*What is required:* Please pull out every line of the records that contains the string "slope", with case counting.

# START OF Material shown

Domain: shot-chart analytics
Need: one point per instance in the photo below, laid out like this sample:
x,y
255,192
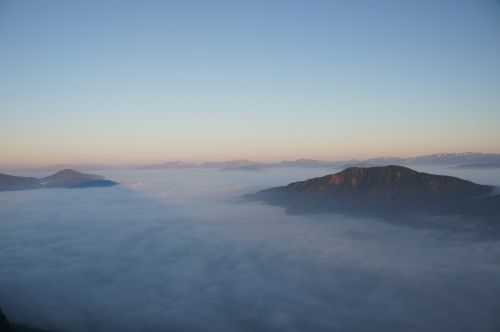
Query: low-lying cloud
x,y
180,257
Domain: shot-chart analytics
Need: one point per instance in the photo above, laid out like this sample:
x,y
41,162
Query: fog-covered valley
x,y
180,250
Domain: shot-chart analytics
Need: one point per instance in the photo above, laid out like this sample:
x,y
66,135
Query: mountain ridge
x,y
66,178
381,190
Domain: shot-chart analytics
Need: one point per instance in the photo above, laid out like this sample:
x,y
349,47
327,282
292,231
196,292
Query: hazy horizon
x,y
125,82
180,250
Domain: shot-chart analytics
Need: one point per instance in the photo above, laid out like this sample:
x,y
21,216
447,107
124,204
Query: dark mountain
x,y
378,190
11,182
63,179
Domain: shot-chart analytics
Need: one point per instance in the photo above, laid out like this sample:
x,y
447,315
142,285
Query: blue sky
x,y
148,81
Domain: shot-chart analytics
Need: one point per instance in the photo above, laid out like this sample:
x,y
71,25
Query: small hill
x,y
11,182
67,178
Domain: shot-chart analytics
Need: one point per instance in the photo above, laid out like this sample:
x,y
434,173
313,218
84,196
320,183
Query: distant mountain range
x,y
442,159
384,191
470,160
67,178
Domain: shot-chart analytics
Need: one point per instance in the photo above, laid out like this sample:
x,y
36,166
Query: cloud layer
x,y
177,251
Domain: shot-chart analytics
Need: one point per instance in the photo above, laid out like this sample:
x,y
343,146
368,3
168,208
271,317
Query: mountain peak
x,y
377,189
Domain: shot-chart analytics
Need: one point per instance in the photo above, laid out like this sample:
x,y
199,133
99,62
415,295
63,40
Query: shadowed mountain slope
x,y
63,179
379,190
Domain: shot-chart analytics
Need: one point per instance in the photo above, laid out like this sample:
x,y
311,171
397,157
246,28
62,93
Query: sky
x,y
153,81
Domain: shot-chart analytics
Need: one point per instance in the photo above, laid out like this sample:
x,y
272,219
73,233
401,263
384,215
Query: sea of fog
x,y
179,250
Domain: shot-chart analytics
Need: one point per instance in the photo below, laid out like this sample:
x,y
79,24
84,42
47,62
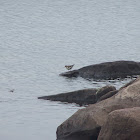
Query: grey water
x,y
38,38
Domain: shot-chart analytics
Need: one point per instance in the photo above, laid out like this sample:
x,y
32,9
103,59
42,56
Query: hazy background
x,y
38,38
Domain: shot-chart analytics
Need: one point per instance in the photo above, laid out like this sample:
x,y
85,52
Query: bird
x,y
69,67
12,90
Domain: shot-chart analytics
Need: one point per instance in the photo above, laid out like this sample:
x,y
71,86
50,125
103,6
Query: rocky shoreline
x,y
110,115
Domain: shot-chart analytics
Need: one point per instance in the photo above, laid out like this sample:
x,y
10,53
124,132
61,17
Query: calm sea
x,y
38,38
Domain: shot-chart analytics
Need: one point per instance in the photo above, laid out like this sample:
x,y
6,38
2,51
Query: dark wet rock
x,y
104,90
107,95
87,122
108,70
81,97
123,124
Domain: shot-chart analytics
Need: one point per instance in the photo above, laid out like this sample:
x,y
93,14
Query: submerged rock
x,y
104,90
123,124
107,95
86,123
81,97
108,70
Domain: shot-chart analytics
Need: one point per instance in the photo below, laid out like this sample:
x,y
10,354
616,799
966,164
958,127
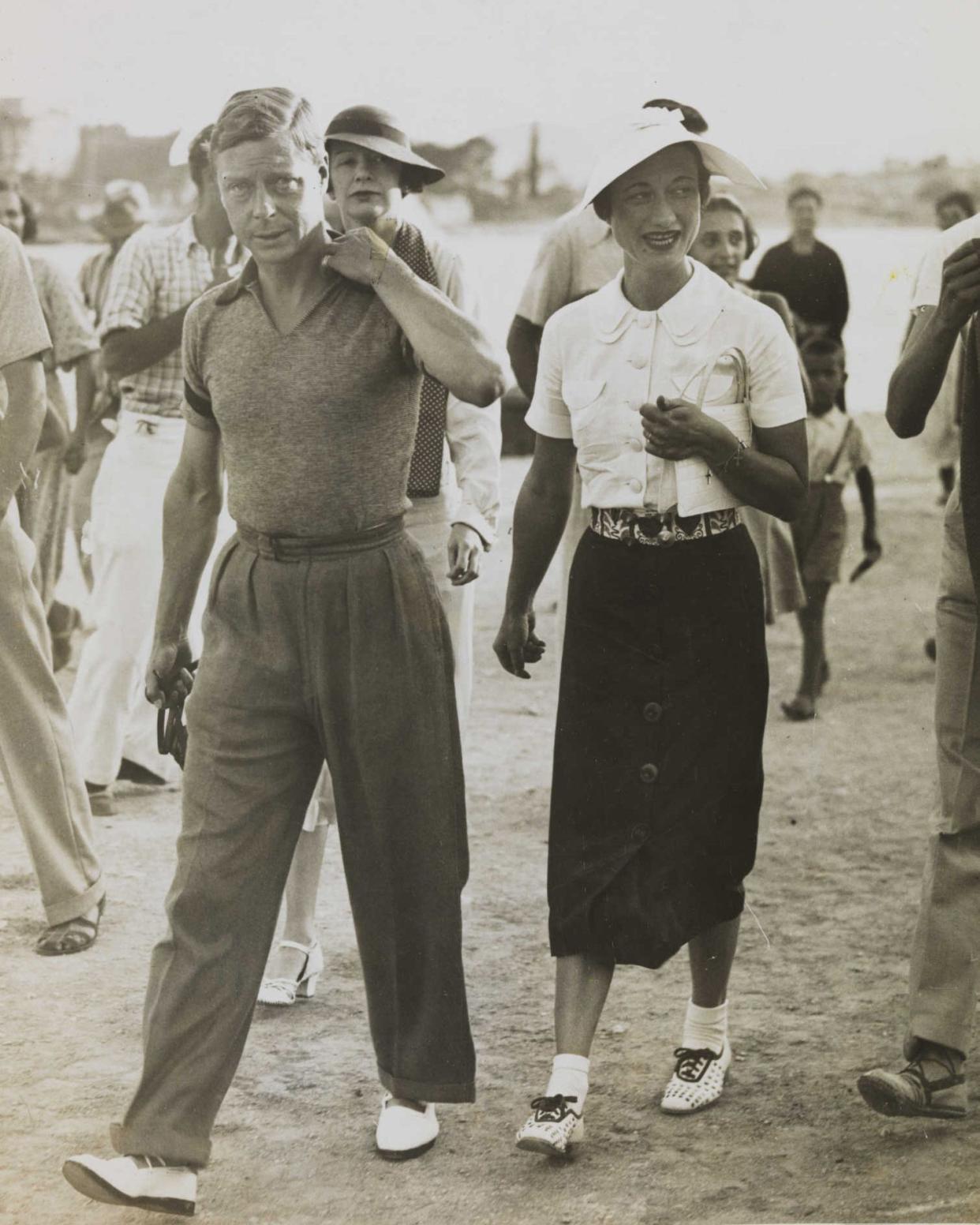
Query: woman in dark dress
x,y
680,399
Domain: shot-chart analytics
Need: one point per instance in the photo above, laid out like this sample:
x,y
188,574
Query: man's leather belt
x,y
290,548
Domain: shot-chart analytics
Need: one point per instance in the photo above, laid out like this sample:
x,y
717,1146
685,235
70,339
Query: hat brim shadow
x,y
429,173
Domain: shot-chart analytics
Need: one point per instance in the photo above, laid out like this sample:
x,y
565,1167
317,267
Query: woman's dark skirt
x,y
658,749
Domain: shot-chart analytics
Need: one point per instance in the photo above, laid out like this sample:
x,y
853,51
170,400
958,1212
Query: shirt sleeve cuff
x,y
470,517
780,412
549,424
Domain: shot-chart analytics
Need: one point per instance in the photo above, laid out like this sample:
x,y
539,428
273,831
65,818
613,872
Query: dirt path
x,y
817,992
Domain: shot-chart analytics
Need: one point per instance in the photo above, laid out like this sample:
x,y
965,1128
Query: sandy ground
x,y
817,995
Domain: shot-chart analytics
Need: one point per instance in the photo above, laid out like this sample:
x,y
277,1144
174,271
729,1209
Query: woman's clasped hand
x,y
676,429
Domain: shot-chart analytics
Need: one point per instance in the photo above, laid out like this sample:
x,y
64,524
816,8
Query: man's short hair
x,y
199,157
27,208
825,347
256,114
957,200
804,193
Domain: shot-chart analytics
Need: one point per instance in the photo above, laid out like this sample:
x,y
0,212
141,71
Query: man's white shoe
x,y
406,1131
126,1182
698,1082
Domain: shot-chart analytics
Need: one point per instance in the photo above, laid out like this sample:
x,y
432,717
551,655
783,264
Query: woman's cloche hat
x,y
375,129
649,133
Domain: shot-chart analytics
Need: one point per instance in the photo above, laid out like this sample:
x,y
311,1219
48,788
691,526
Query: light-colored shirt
x,y
159,271
24,332
469,492
578,257
602,359
316,424
929,282
93,281
69,325
825,435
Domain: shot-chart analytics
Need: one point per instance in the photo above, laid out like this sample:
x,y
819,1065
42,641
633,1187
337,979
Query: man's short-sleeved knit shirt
x,y
317,425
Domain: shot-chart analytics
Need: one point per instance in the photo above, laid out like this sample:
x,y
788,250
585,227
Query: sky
x,y
840,84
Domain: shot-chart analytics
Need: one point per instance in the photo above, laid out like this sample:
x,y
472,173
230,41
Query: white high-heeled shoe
x,y
281,992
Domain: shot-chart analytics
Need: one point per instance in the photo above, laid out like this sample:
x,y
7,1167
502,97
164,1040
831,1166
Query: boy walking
x,y
837,448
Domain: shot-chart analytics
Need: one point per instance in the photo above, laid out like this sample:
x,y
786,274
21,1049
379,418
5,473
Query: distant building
x,y
108,152
41,144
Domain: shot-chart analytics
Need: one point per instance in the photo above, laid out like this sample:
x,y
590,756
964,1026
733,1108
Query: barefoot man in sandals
x,y
944,969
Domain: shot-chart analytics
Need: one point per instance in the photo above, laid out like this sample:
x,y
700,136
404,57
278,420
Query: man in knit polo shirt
x,y
324,637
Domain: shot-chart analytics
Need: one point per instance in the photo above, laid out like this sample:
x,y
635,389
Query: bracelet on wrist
x,y
734,459
379,257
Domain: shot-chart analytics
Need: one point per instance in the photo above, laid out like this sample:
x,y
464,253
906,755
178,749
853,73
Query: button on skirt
x,y
658,749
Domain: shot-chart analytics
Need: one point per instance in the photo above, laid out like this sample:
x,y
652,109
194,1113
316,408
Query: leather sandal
x,y
73,936
911,1093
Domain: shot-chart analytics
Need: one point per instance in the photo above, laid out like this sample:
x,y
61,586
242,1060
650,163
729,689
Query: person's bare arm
x,y
86,388
190,522
773,477
917,379
20,428
450,347
131,350
523,342
539,519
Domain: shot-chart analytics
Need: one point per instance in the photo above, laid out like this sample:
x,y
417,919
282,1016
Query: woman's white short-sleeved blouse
x,y
602,359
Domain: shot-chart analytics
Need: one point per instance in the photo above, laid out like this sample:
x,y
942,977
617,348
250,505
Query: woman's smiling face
x,y
656,208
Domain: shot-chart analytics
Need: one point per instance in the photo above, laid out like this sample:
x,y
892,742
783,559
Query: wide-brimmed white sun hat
x,y
649,133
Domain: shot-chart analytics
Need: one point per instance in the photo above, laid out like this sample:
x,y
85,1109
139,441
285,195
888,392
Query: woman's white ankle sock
x,y
706,1028
570,1077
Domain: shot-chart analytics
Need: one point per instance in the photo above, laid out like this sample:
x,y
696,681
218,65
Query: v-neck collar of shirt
x,y
686,317
248,282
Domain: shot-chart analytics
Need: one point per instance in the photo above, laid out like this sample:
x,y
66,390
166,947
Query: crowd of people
x,y
301,350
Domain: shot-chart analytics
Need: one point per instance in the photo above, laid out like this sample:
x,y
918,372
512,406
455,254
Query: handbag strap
x,y
742,375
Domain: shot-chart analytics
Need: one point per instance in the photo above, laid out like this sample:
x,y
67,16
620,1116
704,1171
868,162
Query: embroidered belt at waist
x,y
290,548
618,523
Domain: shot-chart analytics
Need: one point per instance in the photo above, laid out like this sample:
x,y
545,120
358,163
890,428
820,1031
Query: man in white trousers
x,y
37,755
155,277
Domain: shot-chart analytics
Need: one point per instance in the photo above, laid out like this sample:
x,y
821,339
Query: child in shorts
x,y
837,448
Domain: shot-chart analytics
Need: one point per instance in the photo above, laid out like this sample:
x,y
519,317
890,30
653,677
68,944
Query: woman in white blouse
x,y
680,399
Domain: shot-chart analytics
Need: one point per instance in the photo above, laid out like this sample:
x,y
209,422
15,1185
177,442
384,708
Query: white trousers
x,y
37,755
109,714
430,530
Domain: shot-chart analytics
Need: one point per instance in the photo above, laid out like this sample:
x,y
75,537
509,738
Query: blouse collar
x,y
687,317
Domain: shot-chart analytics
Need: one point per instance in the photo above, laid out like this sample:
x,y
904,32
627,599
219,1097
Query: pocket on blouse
x,y
581,393
583,399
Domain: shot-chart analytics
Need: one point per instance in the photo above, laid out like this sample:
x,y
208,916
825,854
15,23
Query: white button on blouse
x,y
602,359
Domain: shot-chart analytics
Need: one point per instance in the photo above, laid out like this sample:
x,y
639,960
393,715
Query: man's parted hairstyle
x,y
256,114
199,155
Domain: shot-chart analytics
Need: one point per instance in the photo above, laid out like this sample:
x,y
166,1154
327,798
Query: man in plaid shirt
x,y
155,277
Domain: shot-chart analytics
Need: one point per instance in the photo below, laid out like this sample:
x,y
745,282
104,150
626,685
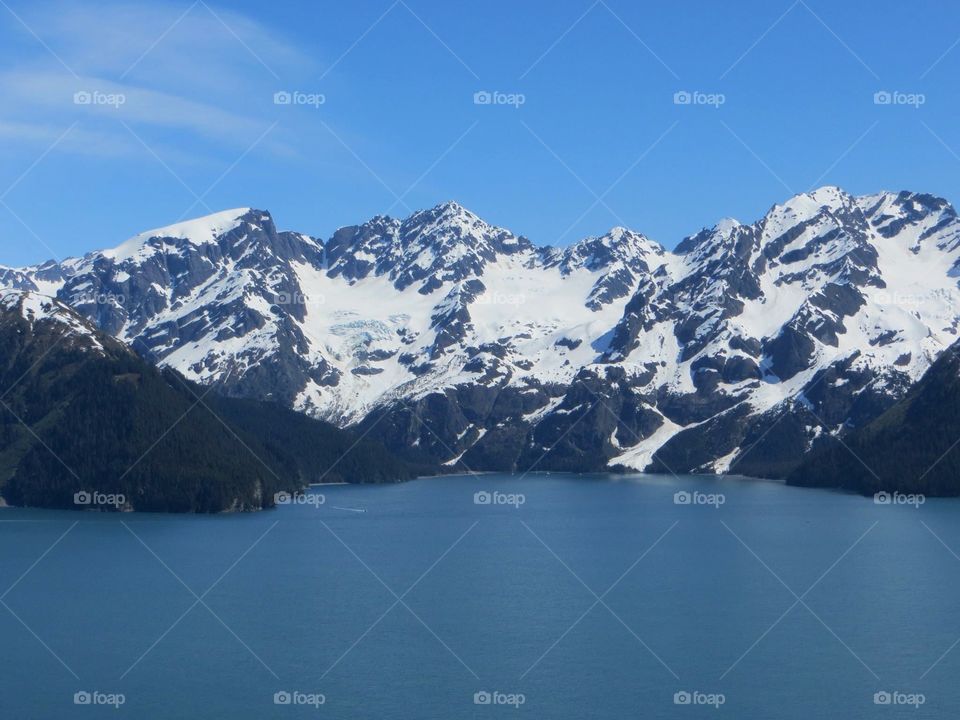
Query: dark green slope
x,y
80,411
911,448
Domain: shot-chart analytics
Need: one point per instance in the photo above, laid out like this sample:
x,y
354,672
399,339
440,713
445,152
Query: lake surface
x,y
586,596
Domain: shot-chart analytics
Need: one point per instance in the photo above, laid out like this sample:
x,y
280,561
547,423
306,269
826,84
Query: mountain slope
x,y
468,345
82,412
912,448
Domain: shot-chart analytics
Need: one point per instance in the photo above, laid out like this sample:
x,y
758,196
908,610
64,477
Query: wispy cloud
x,y
187,69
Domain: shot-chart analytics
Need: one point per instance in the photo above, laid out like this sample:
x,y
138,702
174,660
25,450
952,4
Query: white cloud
x,y
188,79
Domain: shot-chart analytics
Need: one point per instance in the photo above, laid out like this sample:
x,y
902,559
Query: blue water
x,y
501,601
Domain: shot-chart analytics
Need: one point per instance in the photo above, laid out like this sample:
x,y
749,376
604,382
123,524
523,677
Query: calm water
x,y
493,598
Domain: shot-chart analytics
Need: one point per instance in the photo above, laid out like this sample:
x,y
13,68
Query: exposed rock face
x,y
466,344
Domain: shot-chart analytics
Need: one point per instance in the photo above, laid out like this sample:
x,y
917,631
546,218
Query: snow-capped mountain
x,y
472,345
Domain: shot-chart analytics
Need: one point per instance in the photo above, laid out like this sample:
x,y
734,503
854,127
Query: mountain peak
x,y
198,231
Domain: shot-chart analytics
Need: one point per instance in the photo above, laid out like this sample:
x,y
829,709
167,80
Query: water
x,y
693,598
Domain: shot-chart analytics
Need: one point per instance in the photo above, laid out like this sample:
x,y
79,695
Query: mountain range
x,y
462,344
85,417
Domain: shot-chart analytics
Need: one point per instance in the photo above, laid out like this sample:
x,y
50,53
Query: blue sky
x,y
598,140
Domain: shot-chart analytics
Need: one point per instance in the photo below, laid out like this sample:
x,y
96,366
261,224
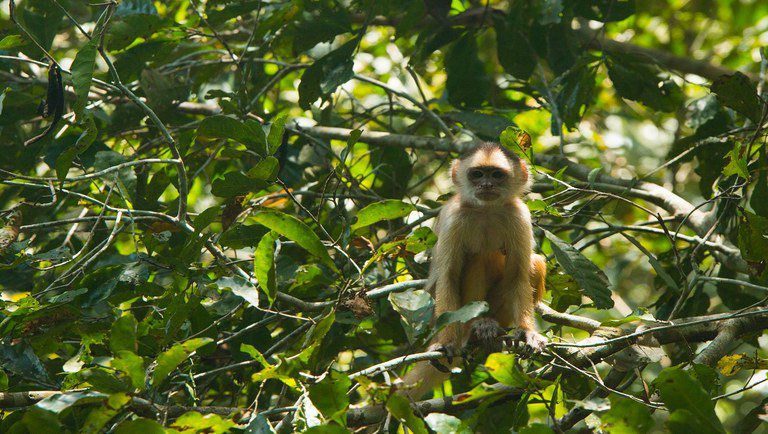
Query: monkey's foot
x,y
534,343
486,333
450,352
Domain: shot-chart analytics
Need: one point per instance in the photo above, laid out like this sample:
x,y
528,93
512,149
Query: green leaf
x,y
329,396
11,41
626,417
250,134
140,426
265,170
536,428
240,287
132,365
326,74
275,134
737,91
660,271
515,52
193,421
550,11
205,218
135,7
605,10
759,199
236,184
354,136
415,309
99,417
487,126
328,428
64,161
63,401
169,360
102,380
753,243
463,314
691,408
124,30
574,90
467,84
259,425
446,424
82,75
400,407
634,78
384,210
264,265
295,230
737,164
590,278
123,334
503,369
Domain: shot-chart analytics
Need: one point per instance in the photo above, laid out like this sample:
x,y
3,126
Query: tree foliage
x,y
216,213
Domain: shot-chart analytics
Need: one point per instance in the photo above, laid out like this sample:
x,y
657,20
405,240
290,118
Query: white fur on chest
x,y
490,228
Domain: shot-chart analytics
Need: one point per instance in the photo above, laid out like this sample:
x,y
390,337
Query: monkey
x,y
484,252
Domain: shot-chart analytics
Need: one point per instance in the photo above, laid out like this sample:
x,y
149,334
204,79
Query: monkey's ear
x,y
523,171
455,171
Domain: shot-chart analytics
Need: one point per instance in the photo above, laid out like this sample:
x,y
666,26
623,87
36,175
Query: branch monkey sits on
x,y
483,253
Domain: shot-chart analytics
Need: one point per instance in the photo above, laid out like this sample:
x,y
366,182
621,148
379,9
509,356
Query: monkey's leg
x,y
485,332
471,286
538,276
517,297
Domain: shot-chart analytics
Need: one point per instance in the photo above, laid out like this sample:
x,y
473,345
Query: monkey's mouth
x,y
487,194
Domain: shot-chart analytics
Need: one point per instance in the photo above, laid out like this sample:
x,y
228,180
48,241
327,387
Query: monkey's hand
x,y
534,343
450,352
486,333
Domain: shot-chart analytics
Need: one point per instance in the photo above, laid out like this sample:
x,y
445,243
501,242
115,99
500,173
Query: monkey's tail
x,y
538,276
422,378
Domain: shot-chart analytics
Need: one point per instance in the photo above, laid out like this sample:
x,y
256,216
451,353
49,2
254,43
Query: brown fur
x,y
483,253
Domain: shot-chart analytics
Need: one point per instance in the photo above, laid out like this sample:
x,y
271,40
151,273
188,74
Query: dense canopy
x,y
216,213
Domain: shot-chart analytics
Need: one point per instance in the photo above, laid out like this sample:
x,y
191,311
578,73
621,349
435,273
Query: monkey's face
x,y
489,175
488,182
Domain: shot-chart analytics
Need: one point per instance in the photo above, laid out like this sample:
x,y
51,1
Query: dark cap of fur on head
x,y
488,147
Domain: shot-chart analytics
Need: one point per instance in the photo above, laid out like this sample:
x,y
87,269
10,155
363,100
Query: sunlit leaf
x,y
172,358
590,278
295,230
384,210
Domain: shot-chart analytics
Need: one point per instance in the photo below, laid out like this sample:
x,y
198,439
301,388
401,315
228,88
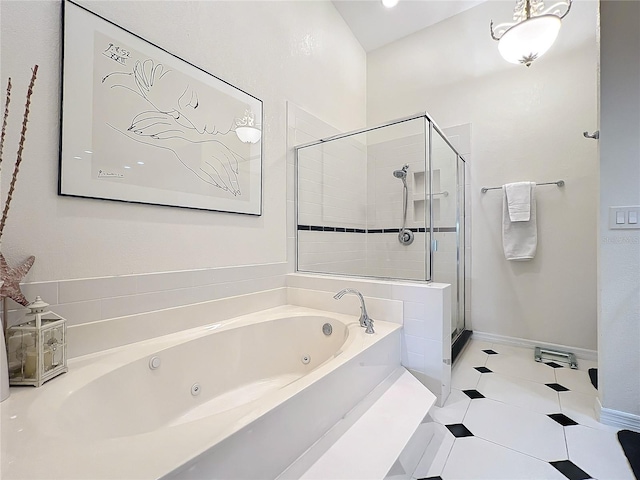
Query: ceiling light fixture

# END OF Material shown

*Response to this exercise:*
Query: shadowed mountain slope
Query: dark green slope
Query: mountain slope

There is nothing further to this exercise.